Source data
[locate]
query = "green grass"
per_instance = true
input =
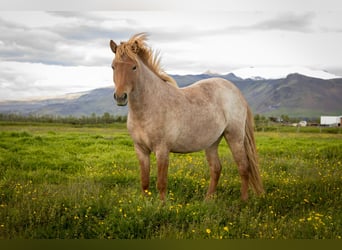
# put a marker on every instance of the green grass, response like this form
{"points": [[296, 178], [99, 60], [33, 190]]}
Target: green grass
{"points": [[60, 181]]}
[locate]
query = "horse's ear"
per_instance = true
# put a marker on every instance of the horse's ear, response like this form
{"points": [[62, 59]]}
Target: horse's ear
{"points": [[113, 46], [135, 47]]}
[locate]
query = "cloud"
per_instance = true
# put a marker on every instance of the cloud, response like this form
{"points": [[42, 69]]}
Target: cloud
{"points": [[63, 51], [288, 22], [24, 80]]}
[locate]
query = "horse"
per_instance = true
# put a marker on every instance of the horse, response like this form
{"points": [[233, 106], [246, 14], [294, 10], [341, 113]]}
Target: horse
{"points": [[164, 118]]}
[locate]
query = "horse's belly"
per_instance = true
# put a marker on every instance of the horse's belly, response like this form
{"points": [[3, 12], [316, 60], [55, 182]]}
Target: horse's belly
{"points": [[195, 142]]}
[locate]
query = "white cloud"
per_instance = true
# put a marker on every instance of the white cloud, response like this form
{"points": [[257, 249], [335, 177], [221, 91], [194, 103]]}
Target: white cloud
{"points": [[48, 53], [26, 80]]}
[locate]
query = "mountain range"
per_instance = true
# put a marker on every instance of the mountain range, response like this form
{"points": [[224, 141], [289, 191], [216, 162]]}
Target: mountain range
{"points": [[295, 95]]}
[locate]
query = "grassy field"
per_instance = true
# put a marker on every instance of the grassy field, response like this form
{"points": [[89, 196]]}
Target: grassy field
{"points": [[60, 181]]}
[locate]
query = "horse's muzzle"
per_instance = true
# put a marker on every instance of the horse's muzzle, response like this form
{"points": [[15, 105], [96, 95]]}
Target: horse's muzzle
{"points": [[121, 100]]}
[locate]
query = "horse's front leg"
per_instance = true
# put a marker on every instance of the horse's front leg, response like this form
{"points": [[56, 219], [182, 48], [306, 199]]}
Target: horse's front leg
{"points": [[163, 164], [144, 162]]}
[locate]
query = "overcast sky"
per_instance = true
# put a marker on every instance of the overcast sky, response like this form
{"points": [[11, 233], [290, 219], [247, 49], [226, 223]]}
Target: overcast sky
{"points": [[48, 50]]}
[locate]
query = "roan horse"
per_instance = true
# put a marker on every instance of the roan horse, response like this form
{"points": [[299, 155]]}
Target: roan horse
{"points": [[163, 118]]}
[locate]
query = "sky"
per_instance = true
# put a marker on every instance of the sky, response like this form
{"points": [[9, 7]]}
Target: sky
{"points": [[49, 49]]}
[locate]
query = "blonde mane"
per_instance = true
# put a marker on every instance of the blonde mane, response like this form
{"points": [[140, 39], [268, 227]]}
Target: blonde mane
{"points": [[136, 46]]}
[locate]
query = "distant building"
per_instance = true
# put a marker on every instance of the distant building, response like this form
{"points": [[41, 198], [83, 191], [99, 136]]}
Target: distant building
{"points": [[331, 121]]}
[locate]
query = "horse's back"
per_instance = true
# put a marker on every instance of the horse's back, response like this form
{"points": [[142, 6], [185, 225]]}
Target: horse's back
{"points": [[225, 98]]}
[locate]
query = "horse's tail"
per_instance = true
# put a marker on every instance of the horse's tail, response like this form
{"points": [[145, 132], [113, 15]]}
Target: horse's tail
{"points": [[252, 156]]}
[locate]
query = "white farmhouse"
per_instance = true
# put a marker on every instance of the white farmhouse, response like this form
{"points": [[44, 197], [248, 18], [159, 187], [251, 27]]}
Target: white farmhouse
{"points": [[331, 121]]}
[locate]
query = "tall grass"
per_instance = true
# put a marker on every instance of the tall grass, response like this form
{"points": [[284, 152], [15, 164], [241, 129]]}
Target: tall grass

Given request
Leave out the pictures and output the rest of the material exactly as written.

Solved exercise
[locate]
query = "green grass"
per_instance = true
input =
# put a marker on every instance of the green grass, response like this form
{"points": [[296, 178], [99, 60], [33, 190]]}
Target: green grass
{"points": [[60, 181]]}
[locate]
query = "horse's ear"
per_instance = true
# put a marker on every instance of the horse's ear, response like this form
{"points": [[62, 59]]}
Target: horse's ear
{"points": [[113, 46], [135, 47]]}
[locate]
query = "cloud"
per_instance = true
# put a marker on every instance of the cloud, response like this form
{"points": [[42, 69]]}
Target: cloud
{"points": [[63, 51], [288, 22], [24, 80]]}
[locate]
query = "horse"
per_instance = true
# put a marker on every instance of the horse, response like this form
{"points": [[233, 106], [246, 14], [294, 10], [341, 113]]}
Target: horse
{"points": [[164, 118]]}
[locate]
query = "horse's belly"
per_instance = true
# put a marker on every instance of the horse's belly, response like this form
{"points": [[3, 12], [316, 60], [55, 182]]}
Target: horse's belly
{"points": [[195, 142]]}
[locate]
query = "white cloud"
per_instance = true
# put a marker on every instance of the white cloud, response like this form
{"points": [[257, 249], [335, 177], [221, 91], [194, 103]]}
Target: white cloud
{"points": [[48, 53], [26, 80]]}
[locate]
query = "mountain range"
per_instance = true
# put a marker on every instance of the mountain range, response like this form
{"points": [[224, 141], [289, 191], [216, 162]]}
Target: mountain range
{"points": [[295, 95]]}
[locate]
query = "grassy field"
per_instance = true
# put a marker on every instance of the grassy field, response like this form
{"points": [[89, 196]]}
Target: grassy field
{"points": [[60, 181]]}
[locate]
query = "horse's muzzle"
per_instance = true
# put a marker on every instance of the horse's muzzle, response like this form
{"points": [[15, 105], [96, 95]]}
Target: horse's muzzle
{"points": [[121, 100]]}
[locate]
query = "horse's front leg"
per_instance = true
# put a marker on every instance of the horse's front leg, response like this form
{"points": [[56, 219], [182, 48], [306, 199]]}
Target: horse's front leg
{"points": [[163, 164], [144, 162]]}
[locate]
query = "overcast sky"
per_instance = true
# put a marker on every instance of the overcast sky, response like this form
{"points": [[11, 233], [290, 219], [247, 49], [226, 223]]}
Target: overcast sky
{"points": [[48, 50]]}
[locate]
query = "roan horse"
per_instance = true
# put a marker on every instance of the roan horse, response like this form
{"points": [[299, 155]]}
Target: roan horse
{"points": [[163, 118]]}
[locate]
query = "sky"
per_instance = true
# put a marker on every instance of the sky, response like this form
{"points": [[9, 7]]}
Target: sky
{"points": [[49, 49]]}
[locate]
query = "blonde mane"
per_instance = true
# put a marker on every instance of the blonde mane, response like this form
{"points": [[140, 39], [268, 227]]}
Target: blonde mane
{"points": [[136, 46]]}
[locate]
query = "distant building"
per_instance = true
# put a marker on every instance of the distant building, response like this form
{"points": [[41, 198], [83, 191], [99, 136]]}
Target: distant building
{"points": [[331, 121]]}
[locate]
query = "horse's back"
per_instance = true
# put a marker on every instance of the horse's back, response like this form
{"points": [[142, 6], [185, 225]]}
Target: horse's back
{"points": [[225, 98]]}
[locate]
query = "horse's tail"
per_instance = true
# put a marker on every instance of the horse's tail, response like this form
{"points": [[145, 132], [113, 15]]}
Target: horse's tail
{"points": [[252, 156]]}
[locate]
query = "white farmhouse"
per_instance = true
# put a marker on every instance of the white farmhouse, response like this form
{"points": [[44, 197], [248, 18], [159, 187], [251, 27]]}
Target: white farmhouse
{"points": [[331, 121]]}
[locate]
query = "tall grass"
per_instance = true
# put a marker on every instance of the tall grass, response like this form
{"points": [[284, 152], [15, 164], [241, 129]]}
Target: tall grass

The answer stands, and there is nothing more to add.